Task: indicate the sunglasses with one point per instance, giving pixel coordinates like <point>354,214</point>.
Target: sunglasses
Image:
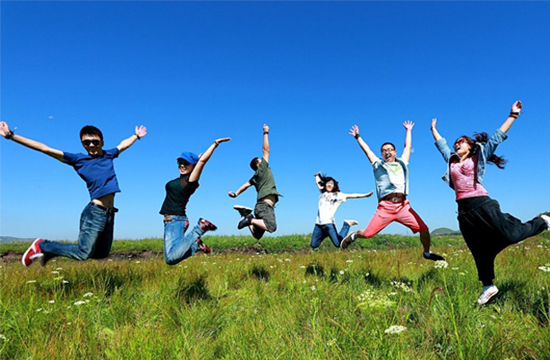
<point>460,141</point>
<point>90,142</point>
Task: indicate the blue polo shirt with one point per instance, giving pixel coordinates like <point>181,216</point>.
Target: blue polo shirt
<point>98,172</point>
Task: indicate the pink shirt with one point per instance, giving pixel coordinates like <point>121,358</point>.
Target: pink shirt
<point>464,179</point>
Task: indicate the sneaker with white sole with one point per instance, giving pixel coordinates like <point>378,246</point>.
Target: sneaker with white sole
<point>203,247</point>
<point>243,210</point>
<point>33,252</point>
<point>245,222</point>
<point>347,240</point>
<point>487,293</point>
<point>547,219</point>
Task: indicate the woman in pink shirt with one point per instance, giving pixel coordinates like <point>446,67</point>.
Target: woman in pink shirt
<point>485,228</point>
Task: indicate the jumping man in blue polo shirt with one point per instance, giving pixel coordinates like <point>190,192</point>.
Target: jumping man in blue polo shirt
<point>97,218</point>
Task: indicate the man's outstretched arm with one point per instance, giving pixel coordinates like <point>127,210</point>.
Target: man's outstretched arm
<point>32,144</point>
<point>265,144</point>
<point>354,131</point>
<point>408,141</point>
<point>140,132</point>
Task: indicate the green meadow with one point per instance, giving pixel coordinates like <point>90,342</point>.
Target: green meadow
<point>276,299</point>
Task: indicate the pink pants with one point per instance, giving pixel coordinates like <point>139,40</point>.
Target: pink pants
<point>388,212</point>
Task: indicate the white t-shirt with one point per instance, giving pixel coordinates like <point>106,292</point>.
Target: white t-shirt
<point>396,175</point>
<point>328,204</point>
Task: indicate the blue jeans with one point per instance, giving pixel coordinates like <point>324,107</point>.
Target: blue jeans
<point>320,232</point>
<point>177,245</point>
<point>94,239</point>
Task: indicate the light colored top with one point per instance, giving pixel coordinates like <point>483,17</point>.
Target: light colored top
<point>328,204</point>
<point>390,177</point>
<point>463,177</point>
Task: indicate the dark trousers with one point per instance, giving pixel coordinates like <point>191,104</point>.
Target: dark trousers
<point>487,231</point>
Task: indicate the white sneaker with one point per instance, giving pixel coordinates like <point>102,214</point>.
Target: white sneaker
<point>547,219</point>
<point>487,293</point>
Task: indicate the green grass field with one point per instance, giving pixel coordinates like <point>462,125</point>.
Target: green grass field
<point>380,300</point>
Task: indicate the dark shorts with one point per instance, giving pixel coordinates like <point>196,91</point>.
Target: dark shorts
<point>266,212</point>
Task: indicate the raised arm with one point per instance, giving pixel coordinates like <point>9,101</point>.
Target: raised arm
<point>354,131</point>
<point>408,141</point>
<point>32,144</point>
<point>242,189</point>
<point>435,133</point>
<point>203,159</point>
<point>514,113</point>
<point>358,196</point>
<point>265,144</point>
<point>140,132</point>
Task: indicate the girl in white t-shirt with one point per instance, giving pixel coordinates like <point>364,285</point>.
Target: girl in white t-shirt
<point>329,200</point>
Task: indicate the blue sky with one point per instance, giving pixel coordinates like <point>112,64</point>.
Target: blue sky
<point>196,71</point>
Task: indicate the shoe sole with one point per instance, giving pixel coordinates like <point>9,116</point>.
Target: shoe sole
<point>33,257</point>
<point>489,298</point>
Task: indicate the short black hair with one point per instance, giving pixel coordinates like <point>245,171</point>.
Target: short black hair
<point>254,163</point>
<point>387,143</point>
<point>91,130</point>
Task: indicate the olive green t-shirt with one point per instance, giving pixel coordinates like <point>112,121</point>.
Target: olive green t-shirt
<point>263,181</point>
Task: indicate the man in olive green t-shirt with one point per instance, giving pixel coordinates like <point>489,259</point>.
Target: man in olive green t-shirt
<point>264,212</point>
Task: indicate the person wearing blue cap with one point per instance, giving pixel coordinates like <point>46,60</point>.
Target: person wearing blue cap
<point>179,246</point>
<point>97,219</point>
<point>264,211</point>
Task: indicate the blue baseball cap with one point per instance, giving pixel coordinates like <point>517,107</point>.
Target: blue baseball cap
<point>189,157</point>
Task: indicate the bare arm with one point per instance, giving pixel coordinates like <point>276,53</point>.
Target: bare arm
<point>408,141</point>
<point>435,133</point>
<point>203,159</point>
<point>242,189</point>
<point>32,144</point>
<point>358,196</point>
<point>355,133</point>
<point>265,144</point>
<point>140,132</point>
<point>514,113</point>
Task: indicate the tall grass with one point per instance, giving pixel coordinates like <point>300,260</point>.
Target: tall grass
<point>316,305</point>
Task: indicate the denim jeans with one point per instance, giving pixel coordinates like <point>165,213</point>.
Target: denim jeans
<point>94,239</point>
<point>177,245</point>
<point>320,232</point>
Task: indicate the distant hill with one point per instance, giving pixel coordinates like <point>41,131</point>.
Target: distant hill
<point>7,239</point>
<point>445,231</point>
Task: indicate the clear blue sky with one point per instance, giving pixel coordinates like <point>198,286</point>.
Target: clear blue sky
<point>196,71</point>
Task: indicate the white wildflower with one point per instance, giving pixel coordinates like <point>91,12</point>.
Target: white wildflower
<point>395,329</point>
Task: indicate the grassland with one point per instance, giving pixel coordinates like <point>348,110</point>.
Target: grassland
<point>278,300</point>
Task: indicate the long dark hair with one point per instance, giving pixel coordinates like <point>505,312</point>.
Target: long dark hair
<point>325,179</point>
<point>482,138</point>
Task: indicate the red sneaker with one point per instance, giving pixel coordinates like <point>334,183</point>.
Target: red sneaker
<point>207,225</point>
<point>203,247</point>
<point>32,253</point>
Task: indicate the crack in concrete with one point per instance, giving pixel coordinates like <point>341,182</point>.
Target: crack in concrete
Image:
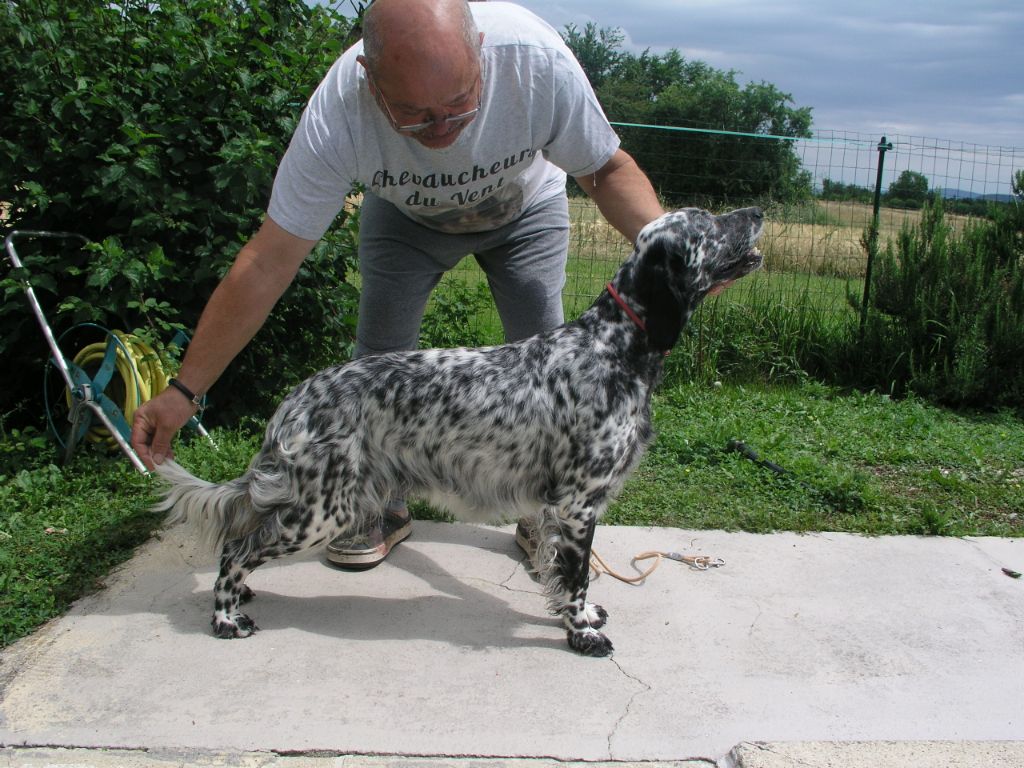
<point>645,688</point>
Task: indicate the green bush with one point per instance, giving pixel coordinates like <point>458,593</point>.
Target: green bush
<point>947,311</point>
<point>155,130</point>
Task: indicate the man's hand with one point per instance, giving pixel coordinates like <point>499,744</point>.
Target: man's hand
<point>156,423</point>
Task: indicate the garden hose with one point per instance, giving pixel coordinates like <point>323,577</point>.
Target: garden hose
<point>139,375</point>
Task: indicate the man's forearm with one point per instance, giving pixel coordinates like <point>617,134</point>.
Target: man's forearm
<point>624,195</point>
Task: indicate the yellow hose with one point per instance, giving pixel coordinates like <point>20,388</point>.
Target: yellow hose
<point>140,374</point>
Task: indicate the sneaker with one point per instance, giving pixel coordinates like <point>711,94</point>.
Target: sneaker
<point>369,550</point>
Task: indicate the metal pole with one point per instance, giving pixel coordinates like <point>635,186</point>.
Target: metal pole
<point>872,233</point>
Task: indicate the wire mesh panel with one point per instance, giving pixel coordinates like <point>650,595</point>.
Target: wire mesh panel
<point>817,194</point>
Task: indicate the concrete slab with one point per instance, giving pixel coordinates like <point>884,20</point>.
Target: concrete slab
<point>445,650</point>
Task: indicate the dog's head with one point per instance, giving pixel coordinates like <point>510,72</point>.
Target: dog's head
<point>684,255</point>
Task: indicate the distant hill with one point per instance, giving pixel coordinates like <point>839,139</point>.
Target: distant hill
<point>948,194</point>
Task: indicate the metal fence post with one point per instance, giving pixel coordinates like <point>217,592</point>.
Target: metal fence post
<point>872,233</point>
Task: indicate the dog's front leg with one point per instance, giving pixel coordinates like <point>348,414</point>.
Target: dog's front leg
<point>566,580</point>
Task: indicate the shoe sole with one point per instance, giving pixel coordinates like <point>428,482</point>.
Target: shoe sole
<point>366,559</point>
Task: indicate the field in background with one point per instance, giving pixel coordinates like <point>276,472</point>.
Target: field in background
<point>814,260</point>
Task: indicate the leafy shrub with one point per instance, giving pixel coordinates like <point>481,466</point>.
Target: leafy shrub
<point>155,130</point>
<point>947,311</point>
<point>454,317</point>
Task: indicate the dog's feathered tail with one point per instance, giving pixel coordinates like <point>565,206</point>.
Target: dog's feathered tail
<point>220,512</point>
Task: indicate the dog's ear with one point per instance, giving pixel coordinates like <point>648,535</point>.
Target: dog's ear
<point>653,290</point>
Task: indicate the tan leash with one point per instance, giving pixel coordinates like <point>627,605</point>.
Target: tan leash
<point>697,562</point>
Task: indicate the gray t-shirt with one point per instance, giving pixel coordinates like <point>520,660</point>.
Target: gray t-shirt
<point>539,120</point>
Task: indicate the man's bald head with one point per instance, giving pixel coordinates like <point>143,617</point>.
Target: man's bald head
<point>418,33</point>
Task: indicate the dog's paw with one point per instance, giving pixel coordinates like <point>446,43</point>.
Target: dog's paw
<point>589,642</point>
<point>237,626</point>
<point>597,615</point>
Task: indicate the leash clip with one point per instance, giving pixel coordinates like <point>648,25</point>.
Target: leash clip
<point>698,562</point>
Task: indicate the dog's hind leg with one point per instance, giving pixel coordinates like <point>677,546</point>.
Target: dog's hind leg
<point>241,557</point>
<point>566,579</point>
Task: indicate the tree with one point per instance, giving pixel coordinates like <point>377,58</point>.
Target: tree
<point>909,188</point>
<point>596,50</point>
<point>668,90</point>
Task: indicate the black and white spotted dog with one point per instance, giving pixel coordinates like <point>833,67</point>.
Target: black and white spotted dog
<point>549,427</point>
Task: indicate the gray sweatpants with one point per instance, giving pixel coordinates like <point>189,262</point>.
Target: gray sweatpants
<point>401,261</point>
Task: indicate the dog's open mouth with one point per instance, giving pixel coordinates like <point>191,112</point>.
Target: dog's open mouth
<point>749,262</point>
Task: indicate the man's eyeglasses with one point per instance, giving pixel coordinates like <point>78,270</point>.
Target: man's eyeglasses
<point>451,120</point>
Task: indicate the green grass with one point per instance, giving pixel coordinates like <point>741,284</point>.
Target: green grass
<point>854,462</point>
<point>859,463</point>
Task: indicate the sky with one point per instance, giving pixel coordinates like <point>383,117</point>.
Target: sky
<point>941,69</point>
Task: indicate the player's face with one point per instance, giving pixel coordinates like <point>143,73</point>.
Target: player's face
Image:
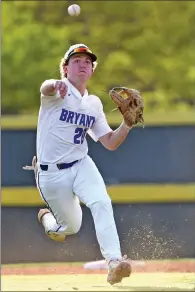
<point>79,67</point>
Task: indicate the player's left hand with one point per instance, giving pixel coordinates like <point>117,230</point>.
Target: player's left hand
<point>61,88</point>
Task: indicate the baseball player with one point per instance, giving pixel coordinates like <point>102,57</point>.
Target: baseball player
<point>65,174</point>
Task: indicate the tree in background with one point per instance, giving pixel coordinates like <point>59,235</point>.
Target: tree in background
<point>144,45</point>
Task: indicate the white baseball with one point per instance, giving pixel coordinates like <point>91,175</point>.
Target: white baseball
<point>74,10</point>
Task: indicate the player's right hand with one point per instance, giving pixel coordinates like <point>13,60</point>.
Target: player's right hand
<point>61,88</point>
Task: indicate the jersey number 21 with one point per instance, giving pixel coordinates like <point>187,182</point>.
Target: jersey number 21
<point>79,136</point>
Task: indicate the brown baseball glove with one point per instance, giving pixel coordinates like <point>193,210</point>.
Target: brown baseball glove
<point>130,103</point>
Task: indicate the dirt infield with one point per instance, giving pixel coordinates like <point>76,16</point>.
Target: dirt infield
<point>183,266</point>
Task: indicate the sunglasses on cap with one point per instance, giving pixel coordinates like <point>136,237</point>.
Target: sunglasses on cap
<point>82,50</point>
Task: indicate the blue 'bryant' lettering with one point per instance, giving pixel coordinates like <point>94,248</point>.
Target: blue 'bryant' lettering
<point>77,118</point>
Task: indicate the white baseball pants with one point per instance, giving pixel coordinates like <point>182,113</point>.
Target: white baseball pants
<point>60,189</point>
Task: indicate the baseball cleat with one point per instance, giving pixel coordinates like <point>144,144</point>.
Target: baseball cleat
<point>54,235</point>
<point>118,269</point>
<point>41,213</point>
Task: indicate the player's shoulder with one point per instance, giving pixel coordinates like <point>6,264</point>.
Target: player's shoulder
<point>95,100</point>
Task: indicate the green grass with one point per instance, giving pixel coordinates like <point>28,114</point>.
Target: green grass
<point>97,282</point>
<point>114,118</point>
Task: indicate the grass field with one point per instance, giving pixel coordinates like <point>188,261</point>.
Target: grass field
<point>83,280</point>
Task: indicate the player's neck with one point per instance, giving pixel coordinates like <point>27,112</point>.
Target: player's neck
<point>80,86</point>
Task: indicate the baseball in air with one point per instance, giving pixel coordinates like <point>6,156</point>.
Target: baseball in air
<point>74,10</point>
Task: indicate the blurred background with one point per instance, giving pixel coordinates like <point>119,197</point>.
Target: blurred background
<point>147,45</point>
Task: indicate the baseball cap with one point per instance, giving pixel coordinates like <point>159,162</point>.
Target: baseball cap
<point>79,48</point>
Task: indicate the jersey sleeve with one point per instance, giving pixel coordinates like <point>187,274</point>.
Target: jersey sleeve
<point>100,127</point>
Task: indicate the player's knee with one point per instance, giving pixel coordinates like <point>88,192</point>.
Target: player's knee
<point>102,204</point>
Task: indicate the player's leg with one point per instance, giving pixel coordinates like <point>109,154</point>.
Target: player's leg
<point>91,189</point>
<point>64,215</point>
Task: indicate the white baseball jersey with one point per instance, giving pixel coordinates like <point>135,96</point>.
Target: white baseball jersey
<point>64,123</point>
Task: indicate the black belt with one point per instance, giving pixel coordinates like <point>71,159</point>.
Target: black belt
<point>59,165</point>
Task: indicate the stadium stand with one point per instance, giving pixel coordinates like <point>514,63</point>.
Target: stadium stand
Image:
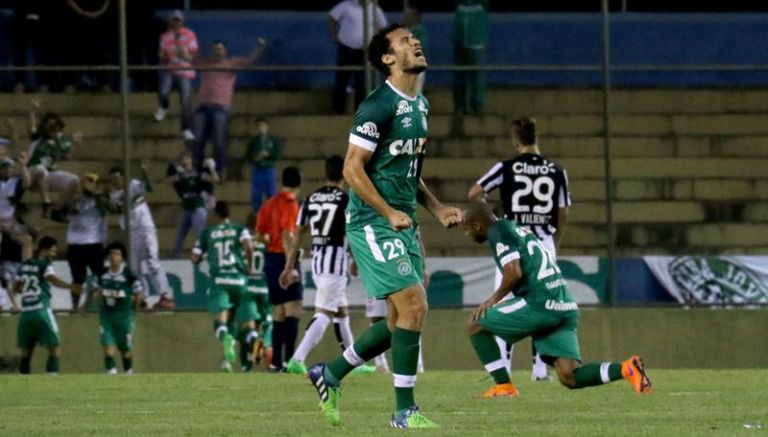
<point>689,166</point>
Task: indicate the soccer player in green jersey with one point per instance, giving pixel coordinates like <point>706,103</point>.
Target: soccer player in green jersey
<point>387,144</point>
<point>119,292</point>
<point>542,309</point>
<point>37,325</point>
<point>226,246</point>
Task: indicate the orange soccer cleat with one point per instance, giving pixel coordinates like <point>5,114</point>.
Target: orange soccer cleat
<point>633,370</point>
<point>501,390</point>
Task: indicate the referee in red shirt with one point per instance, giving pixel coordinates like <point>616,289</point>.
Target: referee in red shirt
<point>276,222</point>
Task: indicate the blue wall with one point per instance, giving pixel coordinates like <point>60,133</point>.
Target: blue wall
<point>566,38</point>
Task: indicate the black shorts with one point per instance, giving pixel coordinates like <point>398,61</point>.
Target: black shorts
<point>85,256</point>
<point>273,266</point>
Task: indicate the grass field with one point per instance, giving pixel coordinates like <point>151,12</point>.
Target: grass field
<point>685,403</point>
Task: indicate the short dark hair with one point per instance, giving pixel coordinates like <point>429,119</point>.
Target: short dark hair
<point>380,45</point>
<point>222,209</point>
<point>46,242</point>
<point>524,130</point>
<point>334,168</point>
<point>118,245</point>
<point>291,177</point>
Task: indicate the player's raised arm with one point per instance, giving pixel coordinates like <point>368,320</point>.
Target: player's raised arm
<point>358,180</point>
<point>447,215</point>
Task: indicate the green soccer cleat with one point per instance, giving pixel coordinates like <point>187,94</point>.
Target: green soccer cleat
<point>296,367</point>
<point>225,367</point>
<point>228,343</point>
<point>329,394</point>
<point>365,369</point>
<point>411,418</point>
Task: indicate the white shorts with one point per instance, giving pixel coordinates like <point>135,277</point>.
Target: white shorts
<point>376,308</point>
<point>331,292</point>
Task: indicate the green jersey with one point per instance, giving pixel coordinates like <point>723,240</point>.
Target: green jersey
<point>48,151</point>
<point>222,245</point>
<point>393,126</point>
<point>35,288</point>
<point>190,186</point>
<point>542,280</point>
<point>117,290</point>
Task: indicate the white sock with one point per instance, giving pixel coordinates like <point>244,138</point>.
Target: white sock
<point>312,336</point>
<point>381,363</point>
<point>539,367</point>
<point>506,358</point>
<point>346,331</point>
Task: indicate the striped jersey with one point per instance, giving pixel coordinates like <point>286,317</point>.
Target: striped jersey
<point>532,188</point>
<point>323,213</point>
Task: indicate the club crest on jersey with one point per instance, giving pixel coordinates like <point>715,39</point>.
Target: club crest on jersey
<point>403,107</point>
<point>368,129</point>
<point>411,146</point>
<point>404,268</point>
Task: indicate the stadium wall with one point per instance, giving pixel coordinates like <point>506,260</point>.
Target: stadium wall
<point>524,38</point>
<point>666,337</point>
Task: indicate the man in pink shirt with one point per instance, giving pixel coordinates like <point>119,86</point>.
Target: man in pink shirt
<point>214,99</point>
<point>178,47</point>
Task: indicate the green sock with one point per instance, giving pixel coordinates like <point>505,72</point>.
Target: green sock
<point>373,342</point>
<point>127,363</point>
<point>220,329</point>
<point>405,359</point>
<point>52,366</point>
<point>266,334</point>
<point>109,362</point>
<point>488,351</point>
<point>593,374</point>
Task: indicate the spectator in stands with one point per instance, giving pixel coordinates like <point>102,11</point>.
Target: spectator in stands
<point>49,145</point>
<point>11,191</point>
<point>192,184</point>
<point>214,99</point>
<point>276,223</point>
<point>87,234</point>
<point>178,47</point>
<point>262,152</point>
<point>412,20</point>
<point>345,21</point>
<point>470,34</point>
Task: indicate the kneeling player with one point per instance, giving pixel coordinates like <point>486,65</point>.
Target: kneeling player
<point>37,325</point>
<point>226,246</point>
<point>542,309</point>
<point>119,291</point>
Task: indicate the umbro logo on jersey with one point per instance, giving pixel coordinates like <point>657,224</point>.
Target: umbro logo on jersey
<point>403,107</point>
<point>369,129</point>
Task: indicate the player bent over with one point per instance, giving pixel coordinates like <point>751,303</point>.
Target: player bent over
<point>119,292</point>
<point>226,246</point>
<point>37,325</point>
<point>542,309</point>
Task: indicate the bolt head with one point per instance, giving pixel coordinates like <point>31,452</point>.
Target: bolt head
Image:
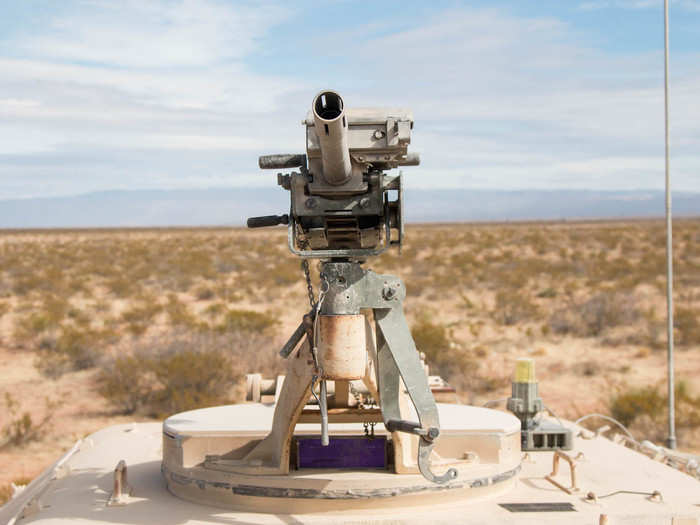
<point>388,293</point>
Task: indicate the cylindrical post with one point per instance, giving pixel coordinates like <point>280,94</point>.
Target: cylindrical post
<point>671,441</point>
<point>323,407</point>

++++++++++++++++++++

Task –
Please reproduce, word for word, the lines of the data starting at the line containing "Task: indicate the white sneaker" and ending at the line containing "<point>264,212</point>", with both of those lines included.

Reply to the exercise –
Task: indicate the white sneaker with one point per instance, giving pixel coordinates like <point>102,214</point>.
Target: white sneaker
<point>547,219</point>
<point>487,293</point>
Task: indicate the green grass field with one point per instance, giving pixel coordinates like <point>462,125</point>.
Target: green grass field
<point>380,300</point>
Task: indicate the dark shorts with one point per instance, giving pixel coordinates like <point>196,91</point>.
Target: dark shorts
<point>266,212</point>
Task: indicate the raised arm with one point per instance, giving pixel coordinates like <point>9,101</point>.
Target: raised arm
<point>354,131</point>
<point>408,141</point>
<point>32,144</point>
<point>242,189</point>
<point>435,133</point>
<point>203,159</point>
<point>514,113</point>
<point>358,196</point>
<point>265,144</point>
<point>140,132</point>
Task: indicate the girl in white t-shirt with one point per instance, giving pixel coordinates like <point>364,285</point>.
Target: girl in white t-shirt
<point>329,200</point>
Task: indicate the blue sky with one point per instance, giving pixel coordinates like <point>112,64</point>.
Target: blue sky
<point>196,71</point>
Task: indicate the shoe sole with one point per instance, giving pixel coordinates like <point>9,116</point>.
Target: shoe sole
<point>33,257</point>
<point>489,298</point>
Task: indicate the short black hair with one point per instance, giving pixel coordinates like <point>245,171</point>.
Target: short black hair
<point>254,163</point>
<point>387,143</point>
<point>91,130</point>
Task: indicate the olive green t-shirt with one point per instance, giving pixel coordinates like <point>112,121</point>.
Target: olive green t-shirt
<point>263,181</point>
Task: indicate the man in olive green t-shirt with one point per instance, giving pixel coordinates like <point>489,259</point>.
Target: man in olive green t-shirt
<point>264,212</point>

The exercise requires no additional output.